* [GIVEN DATA]:
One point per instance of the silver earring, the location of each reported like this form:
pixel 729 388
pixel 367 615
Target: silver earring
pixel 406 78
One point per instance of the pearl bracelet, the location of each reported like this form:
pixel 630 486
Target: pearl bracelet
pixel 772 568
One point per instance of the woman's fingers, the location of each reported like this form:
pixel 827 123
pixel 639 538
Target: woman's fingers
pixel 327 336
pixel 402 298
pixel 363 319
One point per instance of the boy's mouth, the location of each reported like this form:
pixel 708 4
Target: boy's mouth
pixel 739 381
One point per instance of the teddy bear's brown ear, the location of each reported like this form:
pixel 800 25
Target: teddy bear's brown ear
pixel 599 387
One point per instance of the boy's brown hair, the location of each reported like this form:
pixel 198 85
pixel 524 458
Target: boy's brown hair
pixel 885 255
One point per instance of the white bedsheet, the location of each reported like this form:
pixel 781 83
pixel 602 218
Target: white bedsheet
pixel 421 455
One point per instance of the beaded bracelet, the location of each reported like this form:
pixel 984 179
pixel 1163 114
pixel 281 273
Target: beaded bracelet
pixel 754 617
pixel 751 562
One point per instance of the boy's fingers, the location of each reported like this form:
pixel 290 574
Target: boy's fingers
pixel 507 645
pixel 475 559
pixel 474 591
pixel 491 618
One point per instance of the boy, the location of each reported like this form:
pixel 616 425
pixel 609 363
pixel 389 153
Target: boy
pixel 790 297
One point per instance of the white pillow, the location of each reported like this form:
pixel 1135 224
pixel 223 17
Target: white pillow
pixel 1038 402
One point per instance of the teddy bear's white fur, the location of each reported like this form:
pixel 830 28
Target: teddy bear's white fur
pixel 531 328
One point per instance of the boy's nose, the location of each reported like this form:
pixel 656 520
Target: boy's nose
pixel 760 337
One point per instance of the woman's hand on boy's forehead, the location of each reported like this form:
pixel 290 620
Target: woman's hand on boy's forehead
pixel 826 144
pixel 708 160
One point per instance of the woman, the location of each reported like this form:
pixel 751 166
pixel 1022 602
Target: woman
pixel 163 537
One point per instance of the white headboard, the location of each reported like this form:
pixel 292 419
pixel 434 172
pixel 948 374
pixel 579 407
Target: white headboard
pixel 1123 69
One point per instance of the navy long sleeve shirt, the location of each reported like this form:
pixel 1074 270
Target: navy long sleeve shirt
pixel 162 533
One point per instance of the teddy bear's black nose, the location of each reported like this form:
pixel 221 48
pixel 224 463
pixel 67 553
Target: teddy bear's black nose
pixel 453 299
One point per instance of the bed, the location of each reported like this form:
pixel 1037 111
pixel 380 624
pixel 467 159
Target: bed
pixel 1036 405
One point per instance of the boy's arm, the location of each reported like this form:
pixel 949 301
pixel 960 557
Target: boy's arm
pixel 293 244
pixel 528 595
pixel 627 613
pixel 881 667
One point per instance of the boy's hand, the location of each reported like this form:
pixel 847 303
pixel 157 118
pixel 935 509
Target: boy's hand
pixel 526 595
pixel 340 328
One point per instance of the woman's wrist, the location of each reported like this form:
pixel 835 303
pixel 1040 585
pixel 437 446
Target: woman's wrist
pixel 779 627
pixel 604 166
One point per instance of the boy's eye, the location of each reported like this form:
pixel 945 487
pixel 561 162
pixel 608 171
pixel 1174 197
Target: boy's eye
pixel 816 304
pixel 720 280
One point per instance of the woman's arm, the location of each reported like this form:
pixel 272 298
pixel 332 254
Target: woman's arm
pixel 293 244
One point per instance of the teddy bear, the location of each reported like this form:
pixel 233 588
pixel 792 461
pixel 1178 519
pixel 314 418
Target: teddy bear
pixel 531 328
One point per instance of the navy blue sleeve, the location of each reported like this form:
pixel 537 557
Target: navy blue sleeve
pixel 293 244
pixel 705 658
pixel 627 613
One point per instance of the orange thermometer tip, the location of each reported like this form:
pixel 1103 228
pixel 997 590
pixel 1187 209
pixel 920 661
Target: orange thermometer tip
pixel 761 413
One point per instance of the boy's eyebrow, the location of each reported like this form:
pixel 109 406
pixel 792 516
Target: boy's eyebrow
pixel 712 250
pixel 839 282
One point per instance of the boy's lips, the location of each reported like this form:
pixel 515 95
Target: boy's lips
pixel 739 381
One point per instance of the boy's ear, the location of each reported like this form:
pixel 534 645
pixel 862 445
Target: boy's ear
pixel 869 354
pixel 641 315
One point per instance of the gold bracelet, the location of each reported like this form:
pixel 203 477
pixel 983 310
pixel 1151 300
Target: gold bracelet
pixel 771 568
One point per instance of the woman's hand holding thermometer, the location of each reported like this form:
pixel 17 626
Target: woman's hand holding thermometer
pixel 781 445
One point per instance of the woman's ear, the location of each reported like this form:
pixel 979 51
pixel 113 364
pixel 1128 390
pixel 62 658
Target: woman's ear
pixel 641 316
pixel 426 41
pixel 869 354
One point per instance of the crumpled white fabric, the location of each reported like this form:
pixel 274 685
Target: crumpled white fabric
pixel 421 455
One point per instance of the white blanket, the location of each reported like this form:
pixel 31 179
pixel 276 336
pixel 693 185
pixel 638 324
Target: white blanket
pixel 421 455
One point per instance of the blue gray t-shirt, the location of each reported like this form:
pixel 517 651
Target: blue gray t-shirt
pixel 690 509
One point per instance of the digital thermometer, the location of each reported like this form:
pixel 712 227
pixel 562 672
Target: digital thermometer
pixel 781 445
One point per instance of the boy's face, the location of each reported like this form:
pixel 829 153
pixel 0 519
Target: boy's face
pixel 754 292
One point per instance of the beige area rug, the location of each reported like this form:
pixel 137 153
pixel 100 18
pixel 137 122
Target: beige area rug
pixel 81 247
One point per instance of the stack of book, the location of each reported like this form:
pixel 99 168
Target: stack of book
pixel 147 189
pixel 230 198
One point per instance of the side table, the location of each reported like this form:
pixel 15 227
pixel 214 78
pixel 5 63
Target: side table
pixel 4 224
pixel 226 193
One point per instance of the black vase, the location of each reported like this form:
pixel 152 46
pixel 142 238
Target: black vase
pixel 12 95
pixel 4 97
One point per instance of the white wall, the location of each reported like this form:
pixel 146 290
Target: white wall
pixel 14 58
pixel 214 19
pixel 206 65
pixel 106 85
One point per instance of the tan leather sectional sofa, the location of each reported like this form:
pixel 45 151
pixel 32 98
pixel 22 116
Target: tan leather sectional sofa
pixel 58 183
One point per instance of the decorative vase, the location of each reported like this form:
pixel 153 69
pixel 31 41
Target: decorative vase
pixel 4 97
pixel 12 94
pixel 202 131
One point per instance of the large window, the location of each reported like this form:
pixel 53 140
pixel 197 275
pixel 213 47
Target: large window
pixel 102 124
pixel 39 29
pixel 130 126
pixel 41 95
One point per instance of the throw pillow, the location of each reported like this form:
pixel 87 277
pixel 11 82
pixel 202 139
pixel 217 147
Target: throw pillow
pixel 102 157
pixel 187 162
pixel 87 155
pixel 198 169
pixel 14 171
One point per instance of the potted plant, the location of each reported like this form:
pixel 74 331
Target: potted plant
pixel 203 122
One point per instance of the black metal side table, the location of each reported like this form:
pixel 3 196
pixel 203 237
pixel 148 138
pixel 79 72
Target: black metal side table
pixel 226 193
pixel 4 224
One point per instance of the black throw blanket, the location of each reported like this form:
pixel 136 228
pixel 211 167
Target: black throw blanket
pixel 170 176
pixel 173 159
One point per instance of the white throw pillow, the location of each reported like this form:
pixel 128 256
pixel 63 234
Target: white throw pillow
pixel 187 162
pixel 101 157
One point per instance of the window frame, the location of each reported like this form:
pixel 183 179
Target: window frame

--

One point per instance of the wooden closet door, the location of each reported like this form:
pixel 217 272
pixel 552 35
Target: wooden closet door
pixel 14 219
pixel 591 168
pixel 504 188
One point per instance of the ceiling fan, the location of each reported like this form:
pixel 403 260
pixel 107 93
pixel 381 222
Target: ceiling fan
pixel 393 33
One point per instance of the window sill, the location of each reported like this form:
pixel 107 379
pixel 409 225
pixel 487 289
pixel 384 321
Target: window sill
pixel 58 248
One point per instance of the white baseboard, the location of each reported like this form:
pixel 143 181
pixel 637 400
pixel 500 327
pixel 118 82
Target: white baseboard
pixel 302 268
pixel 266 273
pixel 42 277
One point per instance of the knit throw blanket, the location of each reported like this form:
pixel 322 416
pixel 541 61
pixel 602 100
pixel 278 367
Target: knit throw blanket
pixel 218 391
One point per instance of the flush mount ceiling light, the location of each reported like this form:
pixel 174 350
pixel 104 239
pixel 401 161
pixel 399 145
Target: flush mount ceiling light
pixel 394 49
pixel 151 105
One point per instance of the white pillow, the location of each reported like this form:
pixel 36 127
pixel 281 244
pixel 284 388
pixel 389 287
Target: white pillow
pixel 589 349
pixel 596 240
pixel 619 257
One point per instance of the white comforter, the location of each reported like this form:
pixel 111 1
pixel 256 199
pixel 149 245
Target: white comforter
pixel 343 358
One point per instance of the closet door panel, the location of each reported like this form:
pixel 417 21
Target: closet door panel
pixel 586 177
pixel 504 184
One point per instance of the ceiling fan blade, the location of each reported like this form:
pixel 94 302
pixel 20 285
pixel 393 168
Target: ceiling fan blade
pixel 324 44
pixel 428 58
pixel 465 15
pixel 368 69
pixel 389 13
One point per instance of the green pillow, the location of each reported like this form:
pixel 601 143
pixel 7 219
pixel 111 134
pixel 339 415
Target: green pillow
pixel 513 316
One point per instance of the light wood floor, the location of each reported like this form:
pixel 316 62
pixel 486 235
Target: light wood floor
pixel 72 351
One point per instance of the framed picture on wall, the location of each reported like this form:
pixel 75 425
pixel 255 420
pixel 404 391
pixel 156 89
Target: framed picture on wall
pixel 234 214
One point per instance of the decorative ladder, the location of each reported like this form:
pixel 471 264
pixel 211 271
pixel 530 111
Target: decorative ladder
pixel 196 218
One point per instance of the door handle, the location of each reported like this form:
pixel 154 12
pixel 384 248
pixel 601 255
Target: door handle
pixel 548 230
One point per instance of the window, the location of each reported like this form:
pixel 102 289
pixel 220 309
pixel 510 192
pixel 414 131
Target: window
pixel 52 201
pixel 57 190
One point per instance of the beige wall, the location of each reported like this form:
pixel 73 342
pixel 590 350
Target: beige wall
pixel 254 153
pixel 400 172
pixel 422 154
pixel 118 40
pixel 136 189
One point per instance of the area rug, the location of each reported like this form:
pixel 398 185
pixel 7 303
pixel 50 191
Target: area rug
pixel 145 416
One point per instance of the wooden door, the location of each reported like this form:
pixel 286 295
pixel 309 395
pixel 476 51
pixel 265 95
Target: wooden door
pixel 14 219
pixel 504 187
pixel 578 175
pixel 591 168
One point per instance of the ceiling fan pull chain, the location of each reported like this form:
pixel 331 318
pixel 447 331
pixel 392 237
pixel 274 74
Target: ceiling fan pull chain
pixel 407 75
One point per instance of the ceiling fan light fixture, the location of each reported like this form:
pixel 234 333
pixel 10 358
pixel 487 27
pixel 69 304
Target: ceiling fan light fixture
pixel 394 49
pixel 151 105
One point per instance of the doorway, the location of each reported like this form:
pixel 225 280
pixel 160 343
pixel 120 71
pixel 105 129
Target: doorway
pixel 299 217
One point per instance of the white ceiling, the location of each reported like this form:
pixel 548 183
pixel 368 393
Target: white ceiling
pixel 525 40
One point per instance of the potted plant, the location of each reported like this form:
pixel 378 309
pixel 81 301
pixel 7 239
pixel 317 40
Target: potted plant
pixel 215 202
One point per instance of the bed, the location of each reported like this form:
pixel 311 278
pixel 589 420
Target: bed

* [TASK REQUIREMENTS]:
Retype the entries above exactly, but only from the line containing "Target: wooden door" through the line containing "pixel 69 304", both included.

* [YOUR SOLUTION]:
Target: wooden door
pixel 14 219
pixel 504 187
pixel 578 175
pixel 591 168
One point per instance of the ceiling fan pull chain, the location of each reported like this form:
pixel 331 318
pixel 447 331
pixel 392 237
pixel 274 74
Target: ceiling fan pull chain
pixel 407 75
One point per instance of the ceiling fan light fixture, the location of each reported like this form:
pixel 234 333
pixel 10 358
pixel 487 27
pixel 69 304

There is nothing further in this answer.